Information:
=====

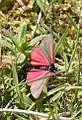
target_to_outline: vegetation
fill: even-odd
[[[0,119],[82,120],[81,19],[81,0],[0,0]],[[29,55],[50,33],[61,70],[34,99],[26,84]]]

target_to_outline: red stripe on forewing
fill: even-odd
[[[51,62],[54,64],[54,42],[50,41],[50,53],[51,53]]]
[[[33,81],[41,78],[46,73],[47,71],[32,68],[29,72],[27,72],[27,84],[30,85]]]
[[[33,48],[30,60],[32,65],[49,65],[48,60],[39,47]]]
[[[50,72],[34,68],[27,73],[27,84],[30,85],[31,94],[35,99],[40,96],[49,79],[49,77],[46,77],[47,73]]]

=====

About this task: Lines from the one containing "target_to_outline: red stripe on forewing" through the last line of the data above are the only output wanted; restate them exactly.

Worked solution:
target_to_outline: red stripe on forewing
fill: even-odd
[[[51,62],[54,64],[54,42],[50,41],[50,53],[51,53]]]
[[[33,81],[41,78],[46,73],[47,71],[32,68],[29,72],[27,72],[27,84],[30,85]]]
[[[33,48],[30,60],[32,65],[49,65],[48,60],[39,47]]]
[[[50,72],[34,68],[27,73],[27,84],[30,85],[31,94],[35,99],[40,96],[49,79],[49,77],[46,77],[47,73]]]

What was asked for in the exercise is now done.